(Rows excerpted from a collection)
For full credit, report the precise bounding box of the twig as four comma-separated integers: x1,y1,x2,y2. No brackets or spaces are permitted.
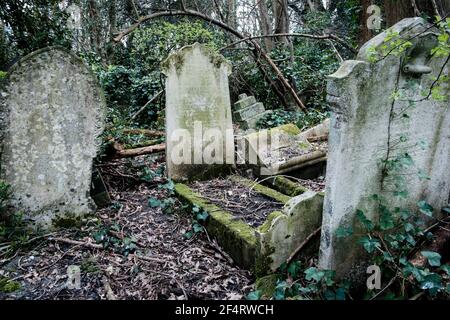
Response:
286,227,322,265
131,90,164,120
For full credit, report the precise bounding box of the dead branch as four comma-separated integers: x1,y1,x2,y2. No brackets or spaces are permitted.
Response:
115,143,166,158
220,33,358,54
114,9,306,112
131,90,164,120
286,227,322,265
122,129,166,138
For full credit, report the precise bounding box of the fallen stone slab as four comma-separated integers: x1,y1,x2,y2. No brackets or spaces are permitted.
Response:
175,176,323,276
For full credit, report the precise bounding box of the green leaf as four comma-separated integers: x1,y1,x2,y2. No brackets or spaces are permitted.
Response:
441,264,450,276
197,211,209,222
336,226,353,238
421,251,442,267
356,210,374,231
420,273,443,296
304,267,325,282
359,237,381,253
148,198,162,208
247,290,262,301
417,200,434,217
192,223,203,233
288,261,302,279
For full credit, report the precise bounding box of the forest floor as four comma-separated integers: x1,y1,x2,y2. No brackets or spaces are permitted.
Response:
0,157,252,300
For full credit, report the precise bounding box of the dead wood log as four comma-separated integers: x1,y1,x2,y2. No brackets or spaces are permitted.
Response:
114,9,306,112
115,143,166,158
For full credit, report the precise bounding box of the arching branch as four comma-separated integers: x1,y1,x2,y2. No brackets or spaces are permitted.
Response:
114,9,306,112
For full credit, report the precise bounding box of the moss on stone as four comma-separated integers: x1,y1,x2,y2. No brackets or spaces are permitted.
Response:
255,244,275,278
52,215,82,229
255,274,278,299
272,176,308,197
230,176,291,204
0,277,21,293
175,183,256,269
258,211,284,233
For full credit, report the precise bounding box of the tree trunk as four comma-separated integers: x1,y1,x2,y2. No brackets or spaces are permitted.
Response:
255,0,273,52
273,0,289,44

**THE EXERCISE**
Reproduce every line from the one containing "For full credit, report the precise bounding box of the fallen" through the end of the rows, requests included, adding 63 to each coordinate value in the answers.

**RESPONSE TO THE TASK**
For full credit, report the precise bounding box of the fallen stone slab as four comma-separated integers: x1,y1,x2,y2. No brackets or spaces are permitted.
Response:
238,239,386,339
For full credit, report the precise bounding box of the green leaf as four comma-separated integers: x1,y1,x2,y2. No brackets or spaces are permitted.
Response:
504,327,513,339
260,274,272,285
399,289,416,301
484,314,505,330
419,273,437,294
483,336,506,359
367,330,388,345
422,300,444,316
211,261,225,271
310,353,325,364
480,263,497,280
255,286,266,296
351,324,365,342
For full credit, report the precise bounding box of the forest floor as four comma-separated integers: x1,y1,x2,y2. No brackets or spaces are permitted.
Response:
63,220,315,363
For full credit, report the precise bounding box of the dead wood log as four comma-separated integers: x1,y1,x2,y2. No brackets or spaces are permitted.
Response:
177,72,369,175
178,206,229,221
For full credit, report the precise bounding box of the arching branch as four comma-separated integers: x1,y1,x2,y2. No brackets or spaces are permitted.
Response:
177,72,369,175
For full credit, report the precise bounding box of the moss on stone as four comma-separated integers: x1,y1,x2,y2. No brackets or spaces are permitted.
Response:
318,307,338,341
115,278,145,292
318,337,341,362
335,239,371,260
293,239,354,267
63,340,84,356
238,246,319,332
321,274,347,296
For full credit, report the precise bounding box of the tree trunk as four comma-separated integers: x1,y1,x2,y2. No brackets or spaces are permitted.
Response:
318,63,336,115
336,63,352,107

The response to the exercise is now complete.